As demonstrated in Table 1, the majority of the studies and experiments were implemented on Twitter datasets. This is due to the effortless accessibility and availability of tweets that can be crawled utilizing the Twitter API. Out of all, most of the research focuses on the identification of hate speech and differentiating them from non-hate (or offensive) texts. Most of the research into cyber-hate was applied in the English language, while related work in other languages is scarce due to the lack of available datasets or the difficulty of their morphology as in the Arabic language.

4. Cyber-Hate Speech Detection Approaches

In recent years, some sentiment-based methods have been published to detect and identify abusive language [80]. These approaches are the machine-learning approach, the lexicon-based approach, and the hybrid approach, as shown in Figure 5.

On the one hand, the Machine Learning Approach (MLA) comprises the following methods: supervised machine learning, un-supervised machine learning, semi-supervised machine learning and deep learning. In a supervised machine learning approach, the classifier is built to learn the properties of categories or classes automatically from a set of pre-annotated training textual content. When utilizing the supervised machine learning approach, some main issues and challenges have to be considered, such as the categories to be used to classify the instances, the labeled training data, the extracted and selected features to be used to represent each unknown textual content, and the selected algorithm to be used for categorization [81]. In unsupervised machine learning, the machine attempts to find and understand the hidden structure within unlabeled data [82]. Semi-supervised learning is concerned with how the combination of labeled and unlabeled data will change the behavior of learning and designing algorithms that benefit from such a combination [83]. The Deep Learning approach, inspired by artificial neural networks, is an evolving branch of machine learning [84]. With the aid of the hierarchy of layers, it provides ways of learning data representations in a supervised and unsupervised manner, allowing multiple processing [85].

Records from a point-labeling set
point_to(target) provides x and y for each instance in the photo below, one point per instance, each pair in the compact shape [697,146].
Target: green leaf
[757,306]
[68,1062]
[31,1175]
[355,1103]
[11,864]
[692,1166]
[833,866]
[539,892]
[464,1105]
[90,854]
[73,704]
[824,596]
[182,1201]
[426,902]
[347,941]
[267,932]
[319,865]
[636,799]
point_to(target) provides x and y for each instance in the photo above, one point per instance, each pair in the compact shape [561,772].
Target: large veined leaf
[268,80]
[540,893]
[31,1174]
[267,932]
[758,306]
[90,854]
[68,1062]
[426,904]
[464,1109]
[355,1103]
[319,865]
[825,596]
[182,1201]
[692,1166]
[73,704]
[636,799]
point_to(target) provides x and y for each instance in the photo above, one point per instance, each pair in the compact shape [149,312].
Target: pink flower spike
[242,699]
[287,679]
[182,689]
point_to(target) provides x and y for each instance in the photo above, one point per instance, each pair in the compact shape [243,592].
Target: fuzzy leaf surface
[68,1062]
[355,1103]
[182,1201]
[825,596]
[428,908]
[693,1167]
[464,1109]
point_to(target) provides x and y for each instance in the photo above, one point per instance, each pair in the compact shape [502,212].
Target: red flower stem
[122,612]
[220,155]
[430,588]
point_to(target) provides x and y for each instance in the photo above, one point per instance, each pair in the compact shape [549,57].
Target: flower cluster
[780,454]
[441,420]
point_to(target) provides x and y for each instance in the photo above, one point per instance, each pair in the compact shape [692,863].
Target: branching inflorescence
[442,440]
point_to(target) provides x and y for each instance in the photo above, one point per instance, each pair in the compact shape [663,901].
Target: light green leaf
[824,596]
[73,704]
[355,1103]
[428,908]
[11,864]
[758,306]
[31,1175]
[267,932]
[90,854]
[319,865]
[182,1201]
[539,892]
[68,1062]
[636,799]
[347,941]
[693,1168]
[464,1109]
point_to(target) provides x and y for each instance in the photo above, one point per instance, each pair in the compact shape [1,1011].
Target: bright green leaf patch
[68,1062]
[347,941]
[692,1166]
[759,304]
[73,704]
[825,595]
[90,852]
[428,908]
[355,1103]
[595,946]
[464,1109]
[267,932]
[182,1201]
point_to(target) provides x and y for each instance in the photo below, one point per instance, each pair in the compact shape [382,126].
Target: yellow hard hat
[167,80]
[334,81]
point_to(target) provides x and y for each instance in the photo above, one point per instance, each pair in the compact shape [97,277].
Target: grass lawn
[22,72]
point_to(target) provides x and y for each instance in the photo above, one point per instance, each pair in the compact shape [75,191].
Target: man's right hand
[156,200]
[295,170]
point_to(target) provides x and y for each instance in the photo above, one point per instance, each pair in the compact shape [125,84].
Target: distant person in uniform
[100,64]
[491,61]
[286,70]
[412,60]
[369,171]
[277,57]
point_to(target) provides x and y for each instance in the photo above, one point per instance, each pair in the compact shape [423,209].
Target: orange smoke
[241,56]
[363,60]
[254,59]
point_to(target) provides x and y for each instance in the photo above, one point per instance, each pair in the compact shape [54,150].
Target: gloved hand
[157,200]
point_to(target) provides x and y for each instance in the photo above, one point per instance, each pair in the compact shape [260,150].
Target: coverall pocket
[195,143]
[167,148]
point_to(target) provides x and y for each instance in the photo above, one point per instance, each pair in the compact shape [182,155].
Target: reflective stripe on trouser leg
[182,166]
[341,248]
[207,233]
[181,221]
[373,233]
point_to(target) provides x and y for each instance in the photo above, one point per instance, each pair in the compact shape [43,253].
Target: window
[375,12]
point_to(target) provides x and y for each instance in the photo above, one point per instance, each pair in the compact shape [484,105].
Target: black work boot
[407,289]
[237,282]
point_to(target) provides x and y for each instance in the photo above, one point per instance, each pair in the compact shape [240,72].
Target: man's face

(Problem)
Repeat the hate speech detection excerpt word for word, starting with "As demonstrated in" and going on through "in Figure 5.". Rely only on the hate speech detection excerpt.

(Exercise solution)
As demonstrated in Table 1, the majority of the studies and experiments were implemented on Twitter datasets. This is due to the effortless accessibility and availability of tweets that can be crawled utilizing the Twitter API. Out of all, most of the research focuses on the identification of hate speech and differentiating them from non-hate (or offensive) texts. Most of the research into cyber-hate was applied in the English language, while related work in other languages is scarce due to the lack of available datasets or the difficulty of their morphology as in the Arabic language.

4. Cyber-Hate Speech Detection Approaches

In recent years, some sentiment-based methods have been published to detect and identify abusive language [80]. These approaches are the machine-learning approach, the lexicon-based approach, and the hybrid approach, as shown in Figure 5.